═════ SUPPLIED MATERIAL ═════

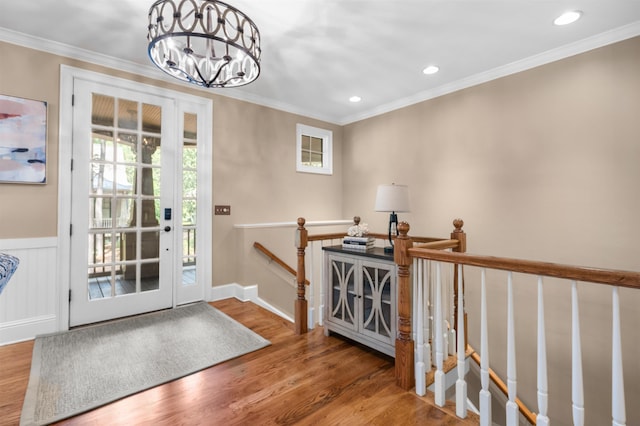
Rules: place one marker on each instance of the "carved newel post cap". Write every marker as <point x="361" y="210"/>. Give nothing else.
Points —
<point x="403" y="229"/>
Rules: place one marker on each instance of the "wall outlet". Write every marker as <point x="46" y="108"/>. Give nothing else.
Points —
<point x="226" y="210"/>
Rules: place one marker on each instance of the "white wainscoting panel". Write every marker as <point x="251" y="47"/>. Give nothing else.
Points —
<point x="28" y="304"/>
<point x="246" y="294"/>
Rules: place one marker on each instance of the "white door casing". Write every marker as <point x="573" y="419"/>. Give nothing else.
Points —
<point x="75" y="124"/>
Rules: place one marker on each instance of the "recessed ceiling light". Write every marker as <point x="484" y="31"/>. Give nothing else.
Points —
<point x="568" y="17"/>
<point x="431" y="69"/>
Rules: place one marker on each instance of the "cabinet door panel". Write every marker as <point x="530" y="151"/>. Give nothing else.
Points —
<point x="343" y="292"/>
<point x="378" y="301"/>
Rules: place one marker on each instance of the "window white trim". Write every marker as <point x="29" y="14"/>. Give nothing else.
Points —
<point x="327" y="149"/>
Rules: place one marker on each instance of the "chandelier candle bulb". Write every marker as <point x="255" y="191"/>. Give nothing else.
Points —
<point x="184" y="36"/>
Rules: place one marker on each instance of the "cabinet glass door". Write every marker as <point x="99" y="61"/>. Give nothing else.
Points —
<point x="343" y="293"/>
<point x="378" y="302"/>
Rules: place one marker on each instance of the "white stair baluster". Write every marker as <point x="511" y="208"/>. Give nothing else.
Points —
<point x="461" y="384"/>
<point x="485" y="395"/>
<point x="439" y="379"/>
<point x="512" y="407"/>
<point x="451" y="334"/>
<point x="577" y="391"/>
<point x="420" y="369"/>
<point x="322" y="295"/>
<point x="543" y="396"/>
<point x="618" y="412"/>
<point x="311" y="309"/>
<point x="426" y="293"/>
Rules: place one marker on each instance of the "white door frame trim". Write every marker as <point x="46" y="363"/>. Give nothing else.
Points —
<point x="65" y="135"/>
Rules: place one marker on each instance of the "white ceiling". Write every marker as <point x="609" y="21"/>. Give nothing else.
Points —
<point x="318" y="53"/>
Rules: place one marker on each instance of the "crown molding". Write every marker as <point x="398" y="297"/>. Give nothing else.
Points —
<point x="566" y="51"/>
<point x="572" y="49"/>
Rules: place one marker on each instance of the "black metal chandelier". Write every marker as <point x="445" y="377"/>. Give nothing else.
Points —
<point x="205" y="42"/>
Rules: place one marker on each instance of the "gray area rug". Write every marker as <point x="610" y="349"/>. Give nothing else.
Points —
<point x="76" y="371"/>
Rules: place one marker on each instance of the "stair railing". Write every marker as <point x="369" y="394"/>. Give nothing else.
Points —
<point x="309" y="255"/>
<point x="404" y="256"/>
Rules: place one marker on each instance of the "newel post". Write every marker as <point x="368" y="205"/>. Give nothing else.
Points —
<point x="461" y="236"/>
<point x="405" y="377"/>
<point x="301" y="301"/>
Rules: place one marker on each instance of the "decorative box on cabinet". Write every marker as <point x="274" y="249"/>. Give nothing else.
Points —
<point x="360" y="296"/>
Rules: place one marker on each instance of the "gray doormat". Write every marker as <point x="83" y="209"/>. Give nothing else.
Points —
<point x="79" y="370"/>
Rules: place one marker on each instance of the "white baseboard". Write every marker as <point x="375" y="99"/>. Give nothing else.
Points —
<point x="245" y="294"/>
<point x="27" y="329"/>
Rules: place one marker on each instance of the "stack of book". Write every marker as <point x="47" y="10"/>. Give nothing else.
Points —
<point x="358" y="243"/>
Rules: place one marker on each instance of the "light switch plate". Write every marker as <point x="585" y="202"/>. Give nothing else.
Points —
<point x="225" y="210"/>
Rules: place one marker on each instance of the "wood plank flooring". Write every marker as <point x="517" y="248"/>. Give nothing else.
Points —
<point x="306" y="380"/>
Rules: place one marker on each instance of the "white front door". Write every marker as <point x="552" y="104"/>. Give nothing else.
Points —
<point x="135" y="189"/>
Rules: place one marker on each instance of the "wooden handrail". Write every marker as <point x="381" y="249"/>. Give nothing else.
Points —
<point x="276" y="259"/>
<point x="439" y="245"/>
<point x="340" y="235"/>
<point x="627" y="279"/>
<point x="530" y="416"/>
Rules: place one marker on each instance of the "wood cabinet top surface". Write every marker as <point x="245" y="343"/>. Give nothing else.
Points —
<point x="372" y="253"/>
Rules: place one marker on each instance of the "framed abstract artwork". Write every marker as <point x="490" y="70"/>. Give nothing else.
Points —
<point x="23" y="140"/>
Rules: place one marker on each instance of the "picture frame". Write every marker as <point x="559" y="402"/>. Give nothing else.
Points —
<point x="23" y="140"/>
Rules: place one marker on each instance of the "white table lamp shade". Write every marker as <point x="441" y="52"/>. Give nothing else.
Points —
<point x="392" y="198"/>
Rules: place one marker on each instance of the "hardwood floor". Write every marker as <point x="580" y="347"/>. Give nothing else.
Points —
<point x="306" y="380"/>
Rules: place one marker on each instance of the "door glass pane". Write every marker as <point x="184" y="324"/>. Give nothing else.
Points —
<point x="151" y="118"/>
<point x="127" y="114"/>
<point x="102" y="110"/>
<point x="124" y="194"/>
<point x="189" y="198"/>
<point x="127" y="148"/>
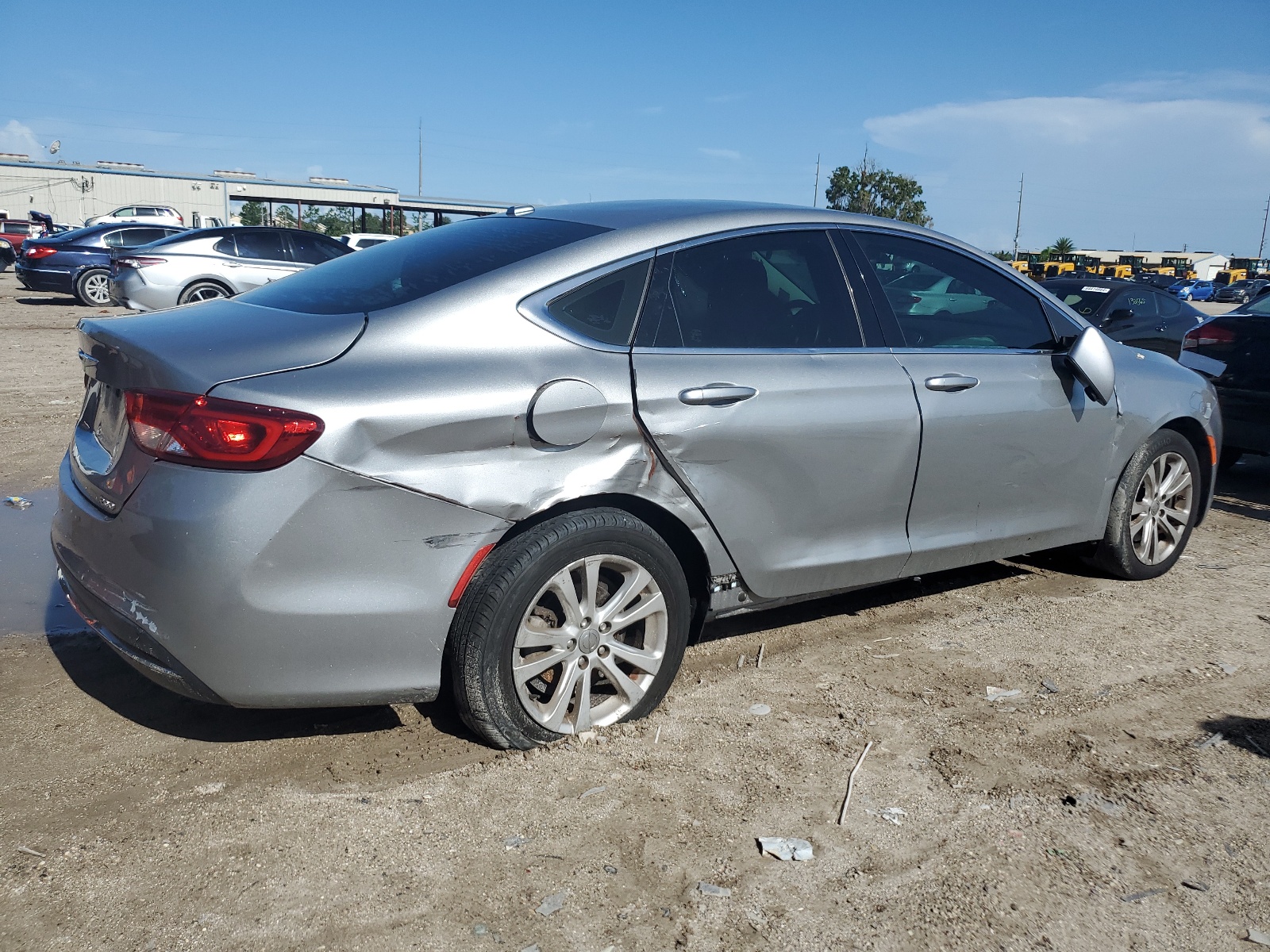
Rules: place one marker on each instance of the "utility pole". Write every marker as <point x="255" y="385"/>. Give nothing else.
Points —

═════

Using the data above, print every line exactly, omitting pictures.

SOLUTION TO THIS PROBLEM:
Rules: place one marker on each instance of the "carved newel post cap". Write every marker as <point x="361" y="210"/>. Give nothing else.
Points —
<point x="403" y="229"/>
Rules: place one marker on each instance of the "wall outlet". Write every marker as <point x="46" y="108"/>. Give nothing else.
Points —
<point x="226" y="210"/>
Rules: place one marker on each instance of the "white wainscoting panel". Write every marker as <point x="251" y="47"/>. Give nothing else.
Points —
<point x="28" y="304"/>
<point x="246" y="294"/>
Rules: place one marker on each instance of the "white door casing". Write every marker as <point x="573" y="419"/>. Give nothing else.
Points —
<point x="75" y="124"/>
Rules: place one marker on each instance of the "recessed ceiling light". Write every marker as <point x="484" y="31"/>. Give nothing else.
Points —
<point x="568" y="17"/>
<point x="431" y="69"/>
Rules: place one marker on each instance of the "cabinet door panel". Write every marker as <point x="530" y="151"/>. Give nothing else.
Points —
<point x="343" y="292"/>
<point x="378" y="301"/>
Rules: place one marker on each instance of the "window white trim". Write every marker as <point x="29" y="14"/>. Give nothing else.
Points —
<point x="327" y="149"/>
Rules: place one marker on each instance of the "chandelier candle bulb". Write every marker as <point x="255" y="191"/>. Give nothing else.
Points —
<point x="184" y="36"/>
Rules: place one marker on each instance of the "cabinet glass door". Write every marker as <point x="99" y="61"/>. Give nothing else.
Points —
<point x="343" y="293"/>
<point x="378" y="302"/>
Rules: place one marker on each instance of the "white stair baluster". Write every marker as <point x="511" y="208"/>. Give nothing else.
Points —
<point x="461" y="384"/>
<point x="485" y="395"/>
<point x="439" y="379"/>
<point x="512" y="407"/>
<point x="451" y="334"/>
<point x="577" y="391"/>
<point x="420" y="369"/>
<point x="322" y="295"/>
<point x="543" y="396"/>
<point x="618" y="412"/>
<point x="311" y="309"/>
<point x="426" y="293"/>
Rules: place one marker on each instance of the "white door frame trim". Write every marker as <point x="46" y="363"/>. Give nothing else.
Points —
<point x="65" y="135"/>
Rules: place one marker on each instance of the "white ceiling". Write every marker as <point x="609" y="21"/>. Give nothing else.
Points —
<point x="318" y="53"/>
Rules: place one marker on each instance of the "crown molding". Write every marker as <point x="398" y="297"/>. Give nothing else.
Points —
<point x="566" y="51"/>
<point x="572" y="49"/>
Rules: place one marker on each instance of the "black metal chandelier". Write every marker as <point x="445" y="377"/>. Give nothing else.
Points —
<point x="205" y="42"/>
Rules: place one marker on each instance of the "gray area rug". Write every marker as <point x="610" y="349"/>. Give nothing else.
Points —
<point x="76" y="371"/>
Rules: place one marker on each instance of the "stair railing". Write every marker as <point x="369" y="394"/>. Give nothing else.
Points —
<point x="309" y="255"/>
<point x="404" y="256"/>
Rules: place one marker on each instance of the "newel post". Write every marker as <point x="368" y="205"/>. Give nothing else.
Points —
<point x="461" y="236"/>
<point x="405" y="377"/>
<point x="301" y="301"/>
Rules: place one marker on each instance of the "decorative box on cabinet". Write every marker as <point x="274" y="249"/>. Give nothing else.
Points —
<point x="360" y="296"/>
Rules: place one marker on each instance of the "gray doormat". Write every marker as <point x="83" y="209"/>. Give nothing else.
Points —
<point x="79" y="370"/>
Rules: place one marker on each instance of the "white baseboard". Write every marker as <point x="375" y="99"/>. Give nothing else.
Points —
<point x="245" y="294"/>
<point x="27" y="329"/>
Rules: place one marker on each instance of the "stack of book". Write every marker as <point x="47" y="10"/>. Give nothing else.
Points —
<point x="358" y="243"/>
Rules: place one marker on each instance of the "light switch plate". Write every marker as <point x="585" y="202"/>. Give nothing else.
Points —
<point x="225" y="210"/>
Rules: place one marker on each instance of the "wood plank flooring". Write every marker as <point x="517" y="248"/>. Give nothing else.
Points —
<point x="306" y="380"/>
Rules: place one marker on each instance of the "white front door". Write every marker as <point x="552" y="104"/>. Give nothing else.
Points —
<point x="135" y="189"/>
Rules: place one marker on each instance of the "wooden handrail". Write every marker as <point x="381" y="249"/>. Give nothing else.
Points —
<point x="276" y="259"/>
<point x="439" y="245"/>
<point x="340" y="235"/>
<point x="627" y="279"/>
<point x="530" y="416"/>
Rules: place one marker on each instance of the "wood cabinet top surface". Write every marker as <point x="245" y="343"/>. Give nothing else.
Points —
<point x="372" y="253"/>
Rules: place one marker on each instance of the "framed abstract artwork". Write every marker as <point x="490" y="70"/>. Give nothing else.
Points —
<point x="23" y="140"/>
Rules: place one marker on each instance of the "picture frame". Write every marker as <point x="559" y="402"/>. Give nothing else.
Points —
<point x="23" y="140"/>
Rules: place one marker on each instance of the "white table lamp shade". Write every marker as <point x="441" y="52"/>. Give nothing else.
Points —
<point x="392" y="198"/>
Rules: place one marker on each instance of the "hardwood floor". Write every marker as <point x="580" y="347"/>. Give nothing else.
Points —
<point x="306" y="380"/>
Rules: place one marker on each instance of the "door glass pane". Write every marker as <point x="184" y="324"/>. Give nothing else.
Points —
<point x="151" y="118"/>
<point x="127" y="114"/>
<point x="102" y="110"/>
<point x="124" y="194"/>
<point x="189" y="198"/>
<point x="127" y="148"/>
Rules: place one marker on each instance of the "utility pole". Write every marker as <point x="255" y="385"/>. Give nothing else.
Points —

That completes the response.